Entries supplied -
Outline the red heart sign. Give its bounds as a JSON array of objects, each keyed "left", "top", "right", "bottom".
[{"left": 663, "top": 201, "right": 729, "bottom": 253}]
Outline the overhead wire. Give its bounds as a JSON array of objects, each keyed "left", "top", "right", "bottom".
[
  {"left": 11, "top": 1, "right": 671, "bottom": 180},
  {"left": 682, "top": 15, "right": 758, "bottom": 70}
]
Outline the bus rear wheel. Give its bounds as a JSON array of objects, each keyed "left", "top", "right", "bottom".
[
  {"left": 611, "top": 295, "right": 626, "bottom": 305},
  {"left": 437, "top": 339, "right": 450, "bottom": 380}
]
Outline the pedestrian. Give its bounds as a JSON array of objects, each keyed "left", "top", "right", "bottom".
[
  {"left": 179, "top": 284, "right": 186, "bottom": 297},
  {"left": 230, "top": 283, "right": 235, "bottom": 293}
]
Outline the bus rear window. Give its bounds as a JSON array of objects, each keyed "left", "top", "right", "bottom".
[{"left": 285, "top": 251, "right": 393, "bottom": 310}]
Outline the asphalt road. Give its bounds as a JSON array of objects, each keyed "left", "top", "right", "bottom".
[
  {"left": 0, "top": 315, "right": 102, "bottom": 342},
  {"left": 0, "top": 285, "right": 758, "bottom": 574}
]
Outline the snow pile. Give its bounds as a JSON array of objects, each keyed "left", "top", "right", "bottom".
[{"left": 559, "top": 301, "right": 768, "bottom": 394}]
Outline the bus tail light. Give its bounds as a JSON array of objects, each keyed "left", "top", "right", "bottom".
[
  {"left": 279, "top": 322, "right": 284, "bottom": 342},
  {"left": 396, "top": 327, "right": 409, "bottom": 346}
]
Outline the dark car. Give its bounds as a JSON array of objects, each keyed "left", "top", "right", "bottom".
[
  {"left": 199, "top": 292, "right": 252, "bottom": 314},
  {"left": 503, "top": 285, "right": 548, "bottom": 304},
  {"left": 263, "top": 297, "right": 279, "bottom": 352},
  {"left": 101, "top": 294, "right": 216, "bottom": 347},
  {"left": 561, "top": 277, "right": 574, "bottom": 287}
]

Your instructions - Once you have read the data, copy all of it out exactly.

Response -
Outline the red heart sign. Give its bounds as a JSON array of objects, each keyed "left", "top", "right", "bottom".
[{"left": 663, "top": 201, "right": 729, "bottom": 253}]
Outline the overhead wire. Give its bounds as a JSON array of objects, each keyed "left", "top", "right", "bottom".
[
  {"left": 11, "top": 1, "right": 671, "bottom": 180},
  {"left": 682, "top": 15, "right": 758, "bottom": 70}
]
Outline the bus rear wheel. Give its bounds as a JSON array of objects, each keyed "left", "top", "right", "bottom".
[
  {"left": 611, "top": 295, "right": 626, "bottom": 305},
  {"left": 437, "top": 339, "right": 450, "bottom": 380}
]
Outline the pedestrian. Give its bounds as a JSON array of objects, each keyed "left", "top", "right", "bottom".
[
  {"left": 179, "top": 284, "right": 186, "bottom": 297},
  {"left": 230, "top": 283, "right": 235, "bottom": 293}
]
Outline the bus rear window. Give its bounds as a JSON array of objects, each keyed "left", "top", "right", "bottom".
[{"left": 285, "top": 251, "right": 393, "bottom": 310}]
Outline the asphalt road. Give its bounds as a JSON array of objects, each keyed "left", "top", "right", "bottom".
[
  {"left": 0, "top": 315, "right": 102, "bottom": 342},
  {"left": 0, "top": 285, "right": 758, "bottom": 574}
]
Outline the snow pile. Give its bounds as a JSON array of objects, each keyed "left", "top", "right", "bottom".
[{"left": 559, "top": 301, "right": 768, "bottom": 394}]
Outline the bus tail light. Give its bounds as a JSON array of objects, each keyed "left", "top", "right", "bottom".
[
  {"left": 279, "top": 322, "right": 284, "bottom": 342},
  {"left": 396, "top": 327, "right": 409, "bottom": 346}
]
Outline the dark car. Give its bounds as a JSON array of objects, each keyed "left", "top", "right", "bottom".
[
  {"left": 199, "top": 292, "right": 252, "bottom": 314},
  {"left": 503, "top": 285, "right": 548, "bottom": 304},
  {"left": 263, "top": 297, "right": 279, "bottom": 352},
  {"left": 101, "top": 294, "right": 216, "bottom": 347},
  {"left": 561, "top": 277, "right": 574, "bottom": 287}
]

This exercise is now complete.